Should you invest in NPS? And the irony of it. [July 2020 Review]

Finance For Beginners

Should you invest in NPS?

This post takes a look at how NPS works, its options and whether you should invest in it. The whole post is in sections and bulleted points so just skip the parts you think you already know.


NPS (National Pension Scheme) is a retirement product created keeping in mind the needs of the masses — especially those who lack an adequate knowledge of finances.

But — to understand NPS well, one needs to know quite a lot about finances. As a matter of fact, if you decide to understand NPS from scratch, you’ll pretty much be able to understand the entire investment landscape.

Why? Because you’ll need to know the fundamentals of:

  • Stocks (Equities and their risks)
  • Debt (Fixed income products)
    • Government Debt
    • Corporate Debt
    • Annuities
  • Taxation (deductions, exemptions, tax brackets)
  • Mutual funds
  • Salary structure
  • Asset allocation
  • Other retirement focused products like PPF, VPF, EPF etc.



  • NPS a product designed specifically with a person’s retirement pension in mind.
  • Is a combination of a bank account you can’t easily withdraw out of, and a mutual fund.
  • You open an account like you would in a bank, and then invest into products which function like mutual funds.
  • These funds could either be Debt-based(Debt products are designed to protect your money, but not grow it), or Equity-based(which is primarily is designed to grow your money at higher risk)
  • NPS matures when you’re sixty years old. Basically, most benefits of NPS can only be availed once you’re past your sixties.
  • Some partial withdrawals are allowed. But the entire product is primarily designed to ensure maximum lock-in – which means your money won’t be available to you when you need.



Most folks start to consider investing in NPS due to its additional tax benefits. Both you and your employer can contribute towards your NPS.

For the amount that You are contributing to your NPS:

  • Your investment(up to 10% of your salary) is tax deductible under section 80C.
  • You can contribute an additional 50,000, and claim it as a deduction as well. [under section 80CCD(1)]
  • If you decide to contribute more than what’s allowed in these two, you can. This is done with the help of a Tier-2 account. However, there are no tax-benefits of investing in a Tier-2 account.

## WRITTEN REQUEST 1
Translate the following sentence from the NPS post into Spanish: "Both you and your employer can contribute towards your NPS."

## Location identification items
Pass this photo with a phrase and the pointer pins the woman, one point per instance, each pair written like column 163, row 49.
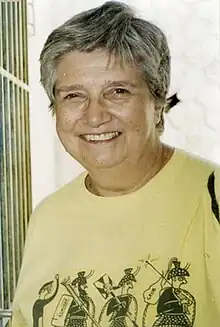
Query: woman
column 107, row 73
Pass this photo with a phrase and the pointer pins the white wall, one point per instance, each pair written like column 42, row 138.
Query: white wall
column 192, row 30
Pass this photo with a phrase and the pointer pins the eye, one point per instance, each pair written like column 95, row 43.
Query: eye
column 120, row 90
column 75, row 97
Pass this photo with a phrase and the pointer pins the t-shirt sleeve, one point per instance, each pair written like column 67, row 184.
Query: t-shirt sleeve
column 17, row 317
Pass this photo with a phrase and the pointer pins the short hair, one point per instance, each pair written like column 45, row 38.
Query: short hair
column 115, row 27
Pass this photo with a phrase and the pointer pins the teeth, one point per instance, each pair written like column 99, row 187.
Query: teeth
column 100, row 137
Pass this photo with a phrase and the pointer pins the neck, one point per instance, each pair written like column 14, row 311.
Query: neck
column 128, row 177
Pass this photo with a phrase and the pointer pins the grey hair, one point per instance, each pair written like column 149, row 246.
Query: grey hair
column 115, row 27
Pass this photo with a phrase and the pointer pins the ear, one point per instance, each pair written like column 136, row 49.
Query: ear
column 158, row 114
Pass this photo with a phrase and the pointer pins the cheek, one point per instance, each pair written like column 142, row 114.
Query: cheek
column 65, row 121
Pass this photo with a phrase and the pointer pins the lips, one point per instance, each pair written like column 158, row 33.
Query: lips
column 100, row 137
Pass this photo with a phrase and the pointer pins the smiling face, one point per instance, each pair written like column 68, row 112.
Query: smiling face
column 105, row 114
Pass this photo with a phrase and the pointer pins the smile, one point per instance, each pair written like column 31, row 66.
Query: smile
column 100, row 137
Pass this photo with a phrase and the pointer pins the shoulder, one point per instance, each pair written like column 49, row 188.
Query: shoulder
column 56, row 203
column 198, row 167
column 207, row 173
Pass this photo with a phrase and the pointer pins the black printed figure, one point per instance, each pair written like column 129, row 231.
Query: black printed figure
column 46, row 295
column 175, row 306
column 121, row 309
column 75, row 309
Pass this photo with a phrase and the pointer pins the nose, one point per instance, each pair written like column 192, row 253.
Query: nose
column 97, row 113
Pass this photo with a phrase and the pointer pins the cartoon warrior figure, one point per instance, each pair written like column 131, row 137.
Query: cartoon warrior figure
column 46, row 295
column 175, row 306
column 75, row 309
column 121, row 309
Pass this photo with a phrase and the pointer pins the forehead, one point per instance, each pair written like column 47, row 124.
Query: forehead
column 97, row 65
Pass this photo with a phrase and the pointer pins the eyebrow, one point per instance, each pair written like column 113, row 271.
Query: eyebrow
column 68, row 88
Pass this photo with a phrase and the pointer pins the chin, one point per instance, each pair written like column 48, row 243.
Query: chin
column 102, row 163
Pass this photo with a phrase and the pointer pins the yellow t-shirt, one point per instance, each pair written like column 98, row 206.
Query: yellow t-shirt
column 150, row 258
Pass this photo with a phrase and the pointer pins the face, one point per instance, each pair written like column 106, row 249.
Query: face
column 105, row 115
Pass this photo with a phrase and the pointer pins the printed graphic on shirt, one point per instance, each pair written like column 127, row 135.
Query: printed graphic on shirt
column 75, row 308
column 164, row 300
column 45, row 295
column 174, row 306
column 121, row 307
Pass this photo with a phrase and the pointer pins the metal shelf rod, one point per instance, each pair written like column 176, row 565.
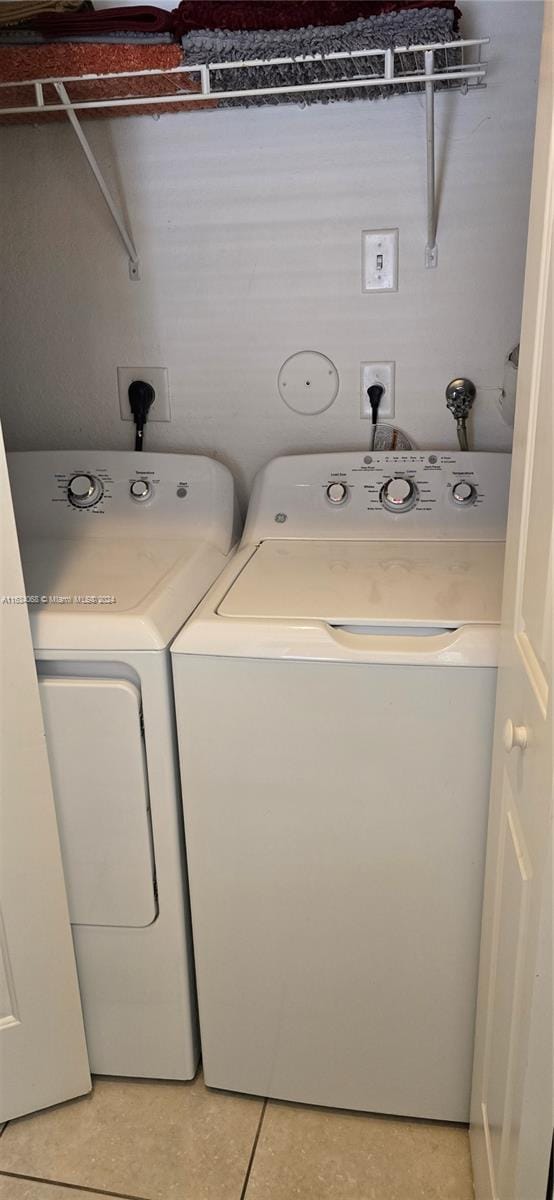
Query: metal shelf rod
column 464, row 76
column 134, row 265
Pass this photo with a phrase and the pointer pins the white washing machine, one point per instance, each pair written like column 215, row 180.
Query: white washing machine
column 335, row 697
column 118, row 549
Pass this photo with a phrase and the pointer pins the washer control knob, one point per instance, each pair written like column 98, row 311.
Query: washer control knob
column 140, row 490
column 337, row 493
column 398, row 495
column 84, row 491
column 464, row 492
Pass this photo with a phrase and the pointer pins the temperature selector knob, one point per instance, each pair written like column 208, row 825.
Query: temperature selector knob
column 337, row 493
column 84, row 491
column 398, row 495
column 464, row 492
column 140, row 490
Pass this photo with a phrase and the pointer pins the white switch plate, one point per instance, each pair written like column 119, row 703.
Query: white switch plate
column 158, row 377
column 380, row 261
column 383, row 373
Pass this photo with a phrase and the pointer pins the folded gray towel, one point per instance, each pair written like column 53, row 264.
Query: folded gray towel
column 413, row 27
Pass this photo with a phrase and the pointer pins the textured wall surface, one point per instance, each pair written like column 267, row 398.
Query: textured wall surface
column 248, row 226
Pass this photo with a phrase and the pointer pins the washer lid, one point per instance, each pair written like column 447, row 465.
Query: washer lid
column 114, row 593
column 371, row 583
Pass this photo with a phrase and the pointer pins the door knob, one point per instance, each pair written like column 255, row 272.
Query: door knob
column 515, row 736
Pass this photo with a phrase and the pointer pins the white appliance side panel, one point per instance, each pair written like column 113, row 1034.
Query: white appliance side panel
column 98, row 774
column 336, row 845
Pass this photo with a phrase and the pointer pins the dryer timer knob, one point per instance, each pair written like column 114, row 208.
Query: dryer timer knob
column 84, row 491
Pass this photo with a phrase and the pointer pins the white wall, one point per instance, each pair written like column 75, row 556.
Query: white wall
column 248, row 228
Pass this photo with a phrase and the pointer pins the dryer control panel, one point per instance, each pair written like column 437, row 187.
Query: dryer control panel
column 385, row 495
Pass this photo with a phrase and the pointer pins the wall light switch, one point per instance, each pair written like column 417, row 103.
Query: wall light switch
column 158, row 378
column 383, row 373
column 380, row 261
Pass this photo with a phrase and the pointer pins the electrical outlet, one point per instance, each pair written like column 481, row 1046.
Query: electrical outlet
column 383, row 373
column 380, row 261
column 158, row 377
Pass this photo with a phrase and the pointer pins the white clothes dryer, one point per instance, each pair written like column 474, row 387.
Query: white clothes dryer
column 335, row 699
column 118, row 549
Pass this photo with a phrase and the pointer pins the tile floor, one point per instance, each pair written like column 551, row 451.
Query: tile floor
column 181, row 1141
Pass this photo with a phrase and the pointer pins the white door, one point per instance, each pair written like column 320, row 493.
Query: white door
column 42, row 1044
column 512, row 1093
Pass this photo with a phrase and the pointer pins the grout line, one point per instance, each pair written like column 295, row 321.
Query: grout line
column 72, row 1187
column 254, row 1147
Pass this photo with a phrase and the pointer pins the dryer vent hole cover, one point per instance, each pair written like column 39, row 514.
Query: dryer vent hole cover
column 308, row 383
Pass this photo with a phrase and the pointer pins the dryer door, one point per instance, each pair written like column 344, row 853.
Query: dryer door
column 98, row 774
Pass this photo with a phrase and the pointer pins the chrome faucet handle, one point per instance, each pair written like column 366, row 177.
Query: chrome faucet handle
column 459, row 397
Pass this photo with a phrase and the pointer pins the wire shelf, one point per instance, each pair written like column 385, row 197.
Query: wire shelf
column 420, row 69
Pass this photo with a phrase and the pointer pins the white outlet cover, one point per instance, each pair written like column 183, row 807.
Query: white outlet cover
column 380, row 261
column 158, row 378
column 308, row 383
column 383, row 373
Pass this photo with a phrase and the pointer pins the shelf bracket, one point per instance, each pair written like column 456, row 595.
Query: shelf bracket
column 133, row 259
column 432, row 250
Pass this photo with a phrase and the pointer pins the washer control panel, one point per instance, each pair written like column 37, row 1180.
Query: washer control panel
column 337, row 493
column 398, row 495
column 384, row 495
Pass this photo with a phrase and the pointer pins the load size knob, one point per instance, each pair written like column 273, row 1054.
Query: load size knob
column 140, row 490
column 398, row 495
column 84, row 491
column 464, row 492
column 337, row 493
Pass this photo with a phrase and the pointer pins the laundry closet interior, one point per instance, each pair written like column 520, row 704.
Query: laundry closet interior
column 262, row 363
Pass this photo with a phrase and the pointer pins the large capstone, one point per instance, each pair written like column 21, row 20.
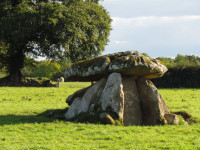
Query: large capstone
column 126, row 63
column 122, row 94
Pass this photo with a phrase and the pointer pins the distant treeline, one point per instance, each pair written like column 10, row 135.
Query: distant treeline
column 183, row 72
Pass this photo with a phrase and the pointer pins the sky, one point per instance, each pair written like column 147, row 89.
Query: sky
column 160, row 28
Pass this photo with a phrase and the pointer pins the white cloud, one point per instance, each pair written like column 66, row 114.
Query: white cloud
column 156, row 35
column 120, row 42
column 146, row 21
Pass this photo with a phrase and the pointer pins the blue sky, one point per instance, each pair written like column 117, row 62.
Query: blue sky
column 156, row 27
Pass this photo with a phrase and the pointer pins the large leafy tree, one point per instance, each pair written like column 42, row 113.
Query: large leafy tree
column 77, row 29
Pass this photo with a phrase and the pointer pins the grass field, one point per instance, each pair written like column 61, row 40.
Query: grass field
column 22, row 127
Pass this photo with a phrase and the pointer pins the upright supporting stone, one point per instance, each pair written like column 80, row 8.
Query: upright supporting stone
column 153, row 105
column 113, row 96
column 132, row 107
column 80, row 105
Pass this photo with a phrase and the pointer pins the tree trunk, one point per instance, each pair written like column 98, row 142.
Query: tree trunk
column 16, row 63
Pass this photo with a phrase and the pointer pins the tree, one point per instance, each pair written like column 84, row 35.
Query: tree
column 77, row 29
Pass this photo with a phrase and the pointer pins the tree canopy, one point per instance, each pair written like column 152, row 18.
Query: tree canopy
column 77, row 29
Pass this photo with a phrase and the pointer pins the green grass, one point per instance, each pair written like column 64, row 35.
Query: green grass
column 22, row 127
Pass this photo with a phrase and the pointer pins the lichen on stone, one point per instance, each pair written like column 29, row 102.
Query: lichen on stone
column 128, row 63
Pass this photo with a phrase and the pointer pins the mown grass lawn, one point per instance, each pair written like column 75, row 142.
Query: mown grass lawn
column 22, row 127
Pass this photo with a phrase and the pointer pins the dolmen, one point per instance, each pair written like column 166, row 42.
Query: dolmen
column 122, row 92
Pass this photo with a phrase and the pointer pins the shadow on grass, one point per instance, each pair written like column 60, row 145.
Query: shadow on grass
column 47, row 116
column 58, row 114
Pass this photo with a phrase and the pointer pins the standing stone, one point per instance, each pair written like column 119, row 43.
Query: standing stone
column 132, row 107
column 153, row 105
column 113, row 96
column 80, row 105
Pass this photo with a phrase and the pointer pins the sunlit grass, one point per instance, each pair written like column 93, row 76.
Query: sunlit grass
column 22, row 126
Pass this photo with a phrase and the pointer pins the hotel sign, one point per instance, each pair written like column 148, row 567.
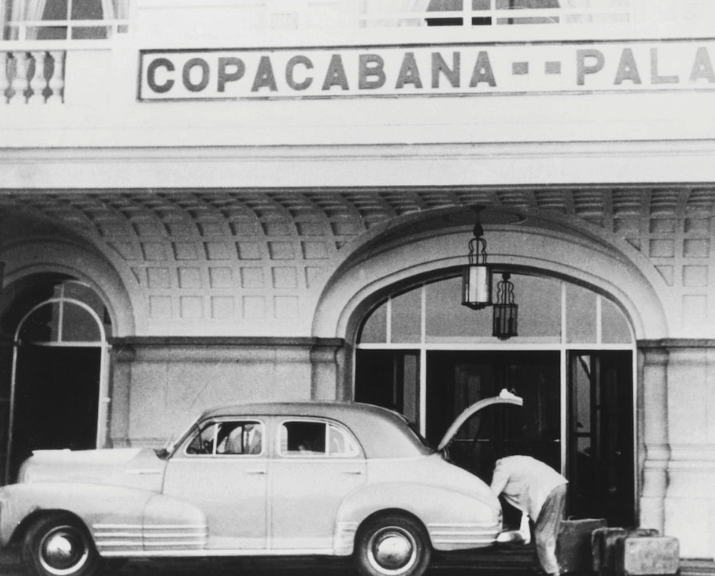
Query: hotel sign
column 458, row 70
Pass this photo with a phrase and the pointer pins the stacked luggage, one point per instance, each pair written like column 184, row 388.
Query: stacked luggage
column 586, row 546
column 634, row 552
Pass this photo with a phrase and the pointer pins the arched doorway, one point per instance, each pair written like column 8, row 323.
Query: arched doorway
column 422, row 353
column 58, row 389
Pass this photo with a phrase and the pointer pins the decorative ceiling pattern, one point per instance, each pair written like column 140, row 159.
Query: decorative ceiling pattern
column 262, row 255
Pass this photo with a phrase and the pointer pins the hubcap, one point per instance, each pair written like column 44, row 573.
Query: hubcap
column 392, row 550
column 63, row 550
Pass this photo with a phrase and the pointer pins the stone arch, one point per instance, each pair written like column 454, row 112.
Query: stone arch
column 24, row 259
column 416, row 249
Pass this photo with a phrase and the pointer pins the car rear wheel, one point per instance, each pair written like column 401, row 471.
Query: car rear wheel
column 59, row 545
column 392, row 545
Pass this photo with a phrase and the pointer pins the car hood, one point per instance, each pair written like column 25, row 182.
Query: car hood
column 505, row 397
column 128, row 467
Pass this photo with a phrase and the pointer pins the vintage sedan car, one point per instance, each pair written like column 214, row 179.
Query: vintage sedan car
column 310, row 478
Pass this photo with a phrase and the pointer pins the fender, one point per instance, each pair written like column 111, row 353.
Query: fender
column 454, row 520
column 117, row 517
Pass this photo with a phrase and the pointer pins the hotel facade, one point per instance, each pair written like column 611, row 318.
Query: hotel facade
column 206, row 203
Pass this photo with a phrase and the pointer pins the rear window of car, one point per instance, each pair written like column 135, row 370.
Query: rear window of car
column 310, row 438
column 227, row 438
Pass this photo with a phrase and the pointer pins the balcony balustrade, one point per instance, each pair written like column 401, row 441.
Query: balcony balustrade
column 32, row 77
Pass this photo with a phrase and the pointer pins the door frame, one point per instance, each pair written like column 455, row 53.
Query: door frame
column 103, row 392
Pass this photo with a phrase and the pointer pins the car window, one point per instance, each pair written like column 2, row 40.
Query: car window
column 231, row 438
column 312, row 438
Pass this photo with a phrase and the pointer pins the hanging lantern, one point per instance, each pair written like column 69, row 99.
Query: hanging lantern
column 477, row 277
column 506, row 313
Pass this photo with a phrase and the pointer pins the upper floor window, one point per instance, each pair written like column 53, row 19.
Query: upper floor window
column 494, row 12
column 63, row 19
column 508, row 12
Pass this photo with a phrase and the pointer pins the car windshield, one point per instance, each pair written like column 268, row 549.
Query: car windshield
column 176, row 437
column 422, row 440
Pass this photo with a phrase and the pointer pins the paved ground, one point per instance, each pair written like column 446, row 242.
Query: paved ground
column 504, row 562
column 499, row 564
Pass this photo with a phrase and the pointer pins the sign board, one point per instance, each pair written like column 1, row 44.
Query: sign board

## WRITTEN REQUEST 2
In the records, substitute "back wheel" for "rear wheel" in the lines starting with the line that contains "401, row 471." and going on through the line that contains "column 128, row 467", and reproduce only those lines with all else unchanged.

## PROBLEM SOLUTION 1
Tanto usted como su empleador pueden contribuir a su NPS.

## PROBLEM SOLUTION 2
Pass this photo with a phrase and the pointer pins the car back wheel, one point per instance, each pair written like column 401, row 471.
Query: car back wheel
column 59, row 545
column 392, row 545
Pass this photo with a phrase and the pointer pins the car hood, one point per instance, each pair written like column 25, row 182.
Query: car hood
column 505, row 397
column 128, row 467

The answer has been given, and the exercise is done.